## Start Passage to read

Islamic State fighters launched a renewed assault on the Syrian city of Kobani on Wednesday night, and at least 21 people were killed in riots in neighbouring Turkey where Kurds rose up against the government for doing nothing to protect their kin.
Heavily outgunned defenders said Islamic State militants had pushed into two districts of the mainly Kurdish border city late on Wednesday, despite U.S.-led air strikes that the Pentagon acknowledged would probably not be enough to safeguard the town.
In Turkey, street battles raged between Kurdish protesters and police across the mainly Kurdish southeast, in Istanbul and in Ankara, as fallout from war in Syria and Iraq threatened to unravel the NATO member's own delicate Kurdish peace process. The street violence was the worst Turkey had seen in years.
Washington said on Wednesday night that the U.S. military and partner nations carried out eight air strikes against Islamic State fighters near the embattled Syrian city of Kobani, which it said was still under the control of Kurdish militia.
"U.S. Central Command continues to monitor the situation in Kobani closely. Indications are that Kurdish militia there continue to control most of the city and are holding out against ISIL," the Pentagon statement said, using another acronym for Islamic State.
Central Command added that the strikes, in which Jordan took part, destroyed several Islamic State targets, including five armed vehicles, a supply depot, a command-and-control compound, a logistics compound and eight occupied barracks. The United States also launched three strikes against Islamic State in Iraq.
But Kobani remained under intense bombardment from Islamic State emplacements, within sight of Turkish tanks at the nearby frontier that have so far done nothing to help.
"Tonight, (Islamic State) has entered two districts with heavy weapons including tanks. Civilians may have died because there are very intense clashes," Asya Abdullah, co-chair of the Democratic Union Party (PYD), the main Kurdish group defending the area, told Reuters from inside the town.

## End Passage to read
## Start Data section

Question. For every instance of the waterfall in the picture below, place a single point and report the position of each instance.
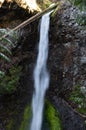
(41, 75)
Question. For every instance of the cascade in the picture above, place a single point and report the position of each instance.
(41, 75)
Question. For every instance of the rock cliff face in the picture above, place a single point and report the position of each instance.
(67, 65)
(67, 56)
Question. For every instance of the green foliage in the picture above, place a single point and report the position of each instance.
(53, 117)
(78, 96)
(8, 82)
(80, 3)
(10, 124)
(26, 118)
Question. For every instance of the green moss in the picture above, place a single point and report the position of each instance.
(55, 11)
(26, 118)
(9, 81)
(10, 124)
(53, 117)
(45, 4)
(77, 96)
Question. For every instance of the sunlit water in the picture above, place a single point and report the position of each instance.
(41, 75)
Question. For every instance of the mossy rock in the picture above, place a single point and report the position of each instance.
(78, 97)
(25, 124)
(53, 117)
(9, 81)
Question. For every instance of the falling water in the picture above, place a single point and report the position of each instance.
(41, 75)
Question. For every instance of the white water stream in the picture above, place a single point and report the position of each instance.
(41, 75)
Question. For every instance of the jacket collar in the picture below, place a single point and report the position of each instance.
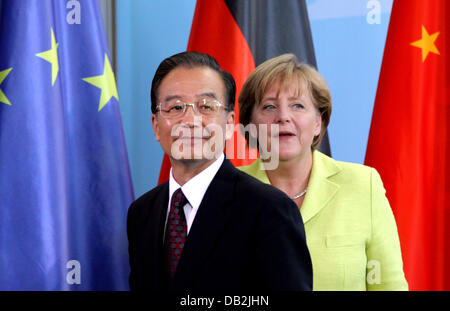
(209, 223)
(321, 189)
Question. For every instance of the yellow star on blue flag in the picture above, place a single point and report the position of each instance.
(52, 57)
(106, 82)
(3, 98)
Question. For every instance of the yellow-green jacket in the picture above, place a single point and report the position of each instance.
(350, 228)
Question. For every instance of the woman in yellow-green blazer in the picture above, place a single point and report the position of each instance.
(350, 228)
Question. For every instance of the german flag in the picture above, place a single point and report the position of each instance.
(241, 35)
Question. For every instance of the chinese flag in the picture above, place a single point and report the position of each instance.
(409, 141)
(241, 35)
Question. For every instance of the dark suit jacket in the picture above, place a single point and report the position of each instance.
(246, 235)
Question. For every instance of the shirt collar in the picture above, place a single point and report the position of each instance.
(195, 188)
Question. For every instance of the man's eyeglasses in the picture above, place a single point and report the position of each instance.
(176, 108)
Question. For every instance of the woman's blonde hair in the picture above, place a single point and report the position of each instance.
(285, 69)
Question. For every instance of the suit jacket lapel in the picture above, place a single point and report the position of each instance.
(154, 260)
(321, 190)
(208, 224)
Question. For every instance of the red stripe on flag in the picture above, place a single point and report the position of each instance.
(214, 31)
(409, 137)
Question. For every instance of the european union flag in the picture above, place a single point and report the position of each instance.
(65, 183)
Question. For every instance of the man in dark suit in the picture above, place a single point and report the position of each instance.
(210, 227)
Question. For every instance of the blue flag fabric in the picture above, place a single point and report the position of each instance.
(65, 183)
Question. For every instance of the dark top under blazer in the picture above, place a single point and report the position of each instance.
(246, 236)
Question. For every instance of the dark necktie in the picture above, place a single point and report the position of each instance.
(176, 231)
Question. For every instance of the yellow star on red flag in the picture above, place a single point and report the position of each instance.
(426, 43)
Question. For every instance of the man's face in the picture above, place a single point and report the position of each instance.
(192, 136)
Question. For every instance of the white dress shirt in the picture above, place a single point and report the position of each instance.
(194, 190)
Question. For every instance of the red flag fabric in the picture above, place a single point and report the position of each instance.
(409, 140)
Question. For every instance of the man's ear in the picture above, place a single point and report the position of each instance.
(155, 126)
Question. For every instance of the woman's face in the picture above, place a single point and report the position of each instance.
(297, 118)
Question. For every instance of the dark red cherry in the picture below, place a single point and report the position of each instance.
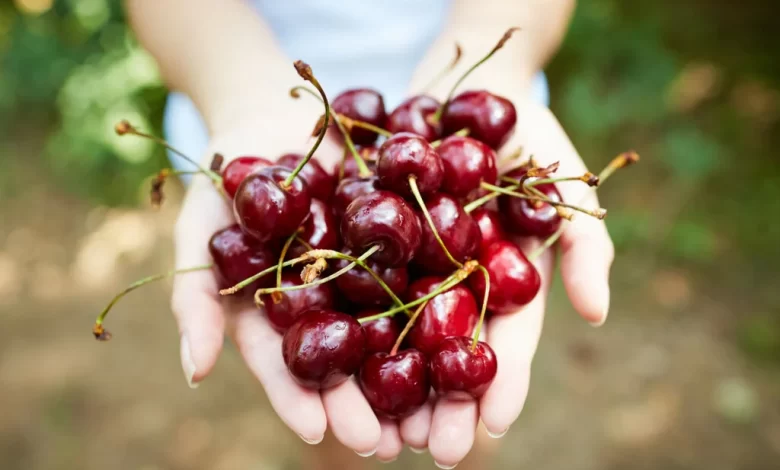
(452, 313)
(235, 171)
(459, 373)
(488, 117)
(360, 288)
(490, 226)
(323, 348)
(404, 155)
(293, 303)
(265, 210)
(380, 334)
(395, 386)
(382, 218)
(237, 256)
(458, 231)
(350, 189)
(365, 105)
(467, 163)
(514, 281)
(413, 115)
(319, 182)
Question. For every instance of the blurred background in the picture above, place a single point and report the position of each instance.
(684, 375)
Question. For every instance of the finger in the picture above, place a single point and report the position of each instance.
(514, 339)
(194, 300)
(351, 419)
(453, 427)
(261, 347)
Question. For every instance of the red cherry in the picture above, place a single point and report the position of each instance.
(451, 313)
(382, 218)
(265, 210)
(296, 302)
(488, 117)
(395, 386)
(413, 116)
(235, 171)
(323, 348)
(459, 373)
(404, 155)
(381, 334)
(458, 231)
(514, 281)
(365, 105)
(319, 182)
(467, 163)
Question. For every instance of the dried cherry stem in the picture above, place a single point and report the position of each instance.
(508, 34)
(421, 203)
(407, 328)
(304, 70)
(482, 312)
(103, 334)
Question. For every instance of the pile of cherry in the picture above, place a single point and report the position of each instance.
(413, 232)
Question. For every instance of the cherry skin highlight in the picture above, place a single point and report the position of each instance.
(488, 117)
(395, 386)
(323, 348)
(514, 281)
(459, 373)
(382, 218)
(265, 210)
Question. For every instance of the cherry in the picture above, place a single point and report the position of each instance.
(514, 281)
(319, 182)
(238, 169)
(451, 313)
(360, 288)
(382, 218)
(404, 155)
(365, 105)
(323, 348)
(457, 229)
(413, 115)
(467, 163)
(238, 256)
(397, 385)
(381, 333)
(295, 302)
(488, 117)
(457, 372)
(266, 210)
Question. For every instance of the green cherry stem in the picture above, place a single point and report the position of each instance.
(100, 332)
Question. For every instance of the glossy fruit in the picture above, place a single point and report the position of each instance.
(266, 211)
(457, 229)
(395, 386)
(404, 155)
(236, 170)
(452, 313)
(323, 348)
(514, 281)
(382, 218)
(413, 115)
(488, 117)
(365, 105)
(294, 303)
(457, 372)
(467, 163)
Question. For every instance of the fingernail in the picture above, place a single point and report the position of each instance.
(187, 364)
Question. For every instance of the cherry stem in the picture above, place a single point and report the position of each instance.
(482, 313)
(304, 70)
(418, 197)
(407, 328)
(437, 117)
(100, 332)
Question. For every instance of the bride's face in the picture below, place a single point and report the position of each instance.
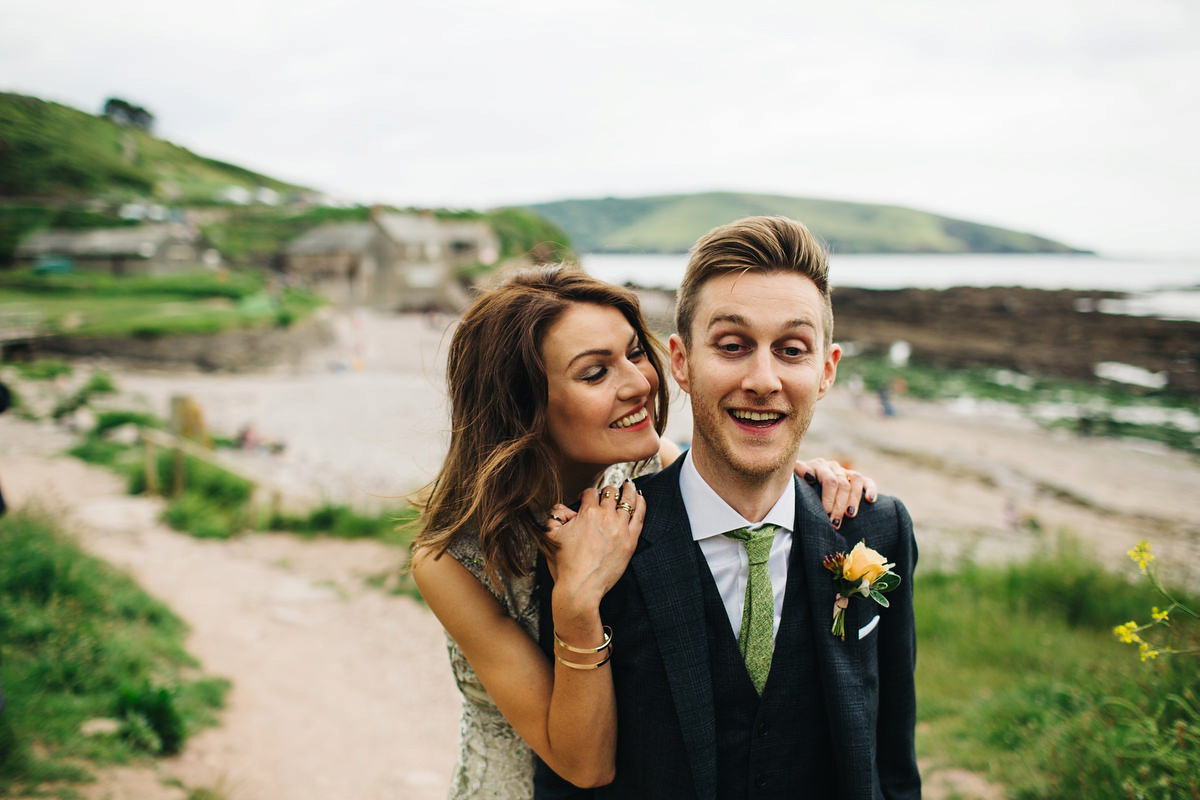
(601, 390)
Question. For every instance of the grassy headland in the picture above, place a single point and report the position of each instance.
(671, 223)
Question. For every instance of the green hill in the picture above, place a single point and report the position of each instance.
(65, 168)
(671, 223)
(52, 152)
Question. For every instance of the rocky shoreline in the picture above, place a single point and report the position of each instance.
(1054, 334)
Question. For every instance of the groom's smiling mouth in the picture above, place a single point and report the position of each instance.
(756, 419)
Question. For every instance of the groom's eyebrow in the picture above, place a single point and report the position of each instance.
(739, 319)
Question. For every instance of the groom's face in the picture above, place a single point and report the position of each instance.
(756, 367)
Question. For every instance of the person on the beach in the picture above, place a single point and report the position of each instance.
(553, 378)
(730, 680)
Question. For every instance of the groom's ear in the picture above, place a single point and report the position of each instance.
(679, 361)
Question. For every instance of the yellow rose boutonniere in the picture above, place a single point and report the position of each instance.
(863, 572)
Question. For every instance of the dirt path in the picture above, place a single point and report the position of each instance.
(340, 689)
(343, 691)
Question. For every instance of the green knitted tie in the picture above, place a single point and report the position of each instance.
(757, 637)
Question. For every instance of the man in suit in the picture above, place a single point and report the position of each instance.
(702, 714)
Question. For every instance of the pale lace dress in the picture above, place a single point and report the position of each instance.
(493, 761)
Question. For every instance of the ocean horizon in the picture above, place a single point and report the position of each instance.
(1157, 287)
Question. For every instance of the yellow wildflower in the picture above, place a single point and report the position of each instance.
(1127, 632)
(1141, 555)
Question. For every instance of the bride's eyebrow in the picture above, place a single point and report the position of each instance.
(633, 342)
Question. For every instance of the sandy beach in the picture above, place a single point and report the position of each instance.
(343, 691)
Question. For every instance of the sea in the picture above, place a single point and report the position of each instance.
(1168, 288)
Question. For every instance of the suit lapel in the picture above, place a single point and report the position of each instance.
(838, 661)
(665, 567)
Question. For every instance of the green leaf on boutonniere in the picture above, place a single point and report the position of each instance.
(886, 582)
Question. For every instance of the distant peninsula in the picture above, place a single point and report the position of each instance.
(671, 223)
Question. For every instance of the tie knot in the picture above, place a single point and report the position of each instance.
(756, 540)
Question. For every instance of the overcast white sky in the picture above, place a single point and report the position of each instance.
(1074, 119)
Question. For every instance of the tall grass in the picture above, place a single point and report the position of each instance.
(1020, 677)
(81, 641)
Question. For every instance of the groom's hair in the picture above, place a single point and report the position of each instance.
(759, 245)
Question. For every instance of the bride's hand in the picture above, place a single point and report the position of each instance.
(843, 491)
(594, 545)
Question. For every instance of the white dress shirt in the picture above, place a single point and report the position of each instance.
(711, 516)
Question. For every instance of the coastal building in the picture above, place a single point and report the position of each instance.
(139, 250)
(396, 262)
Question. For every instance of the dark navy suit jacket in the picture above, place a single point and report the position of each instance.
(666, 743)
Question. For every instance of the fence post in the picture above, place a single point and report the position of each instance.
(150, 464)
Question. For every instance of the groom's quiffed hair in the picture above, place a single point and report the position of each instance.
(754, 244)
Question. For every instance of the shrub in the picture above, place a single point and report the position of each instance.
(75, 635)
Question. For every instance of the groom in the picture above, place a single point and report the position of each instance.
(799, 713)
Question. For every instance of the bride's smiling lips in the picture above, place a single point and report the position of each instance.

## End Data section

• Given problem A:
Return everything in the Kobani news report from "Heavily outgunned defenders" down to "of Kurdish militia.", copied word for word.
• Given problem B:
Carry the Kobani news report forward from its final sentence.

• Task result A:
Heavily outgunned defenders said Islamic State militants had pushed into two districts of the mainly Kurdish border city late on Wednesday, despite U.S.-led air strikes that the Pentagon acknowledged would probably not be enough to safeguard the town.
In Turkey, street battles raged between Kurdish protesters and police across the mainly Kurdish southeast, in Istanbul and in Ankara, as fallout from war in Syria and Iraq threatened to unravel the NATO member's own delicate Kurdish peace process. The street violence was the worst Turkey had seen in years.
Washington said on Wednesday night that the U.S. military and partner nations carried out eight air strikes against Islamic State fighters near the embattled Syrian city of Kobani, which it said was still under the control of Kurdish militia.

• Task result B:
U.S. impatience
U.S. officials were quoted voicing impatience with the Turks, Washington's most powerful ally in the area, for refusing to join the coalition against Islamic State fighters who have seized wide areas of Syria and Iraq.
"There's no question the U.S. government thinks Turkey can do more, should do more, and that they are using excuses not to do more," said a U.S. official, who spoke on condition of anonymity. "We have been sending that message very clearly behind the scenes."
Analysts and U.S. officials said Turkey's hesitance to commit its military, NATO's second-largest, to save Kobani reflected a fear of emboldening and empowering its own Kurdish population, which has long sought greater autonomy.
Turkey says it could join only if Washington agrees to use force against Syrian President Bashar al-Assad and the Sunni Muslim jihadists fighting him in a three-year-old civil war.
Turkey's Kurds, who make up the majority in the southeast of the country, say President Tayyip Erdogan is stalling while their brethren are killed in Kobani.
Police fired tear gas and water cannon to disperse demonstrators who burned cars and tyres. Authorities imposed curfews in at least five provinces, the first time such measures have been used widely since the early 1990s.
Turkish Prime Minister Ahmet Davutoglu told reporters in Ankara that 19 people were killed and 145 wounded in riots across Turkey, vowing that Turkey's own peace process with Kurdish separatists would not be wrecked by "vandalism". Dogan news agency later said the death toll had climbed to 21.
At least 10 people died in clashes in Diyarbakir, the largest Kurdish city in Turkey's southeast. An all-day curfew there from Tuesday night was extended for another day on Wednesday. Pockets of protesters defying the curfew clashed with security forces there on Wednesday.
Others died in clashes between protesters and police in the eastern provinces of Mus, Siirt and Batman. Thirty people were wounded in Istanbul, including eight police officers.
Disturbances spread to other countries with Kurdish and Turkish populations. Police in Germany said 14 people were hurt in clashes there between Kurds and radical Islamists.
The unrest in Turkey exposes the difficulty Washington has faced in building a coalition to fight Islamic State in Syria and Iraq, two countries with complex, multi-sided civil wars in which every country in the region has a stake.
Black flag
Islamic State fighters besieging Kobani hoisted their black flag on the eastern edge of the town on Monday. Since then, U.S.-led air strikes have been redoubled. The town's defenders said earlier on Wednesday the insurgents had been pushed back, but the fighters appeared to be advancing later in the day.
Intense gunfire and loud explosions could be heard on Wednesday morning from across the Turkish frontier. Huge plumes of grey smoke and dust rose above the town, where the United Nations says only a few hundred inhabitants remain.
U.S. officials, acknowledging it will be hard to shield Kobani from the air, have played down its strategic importance.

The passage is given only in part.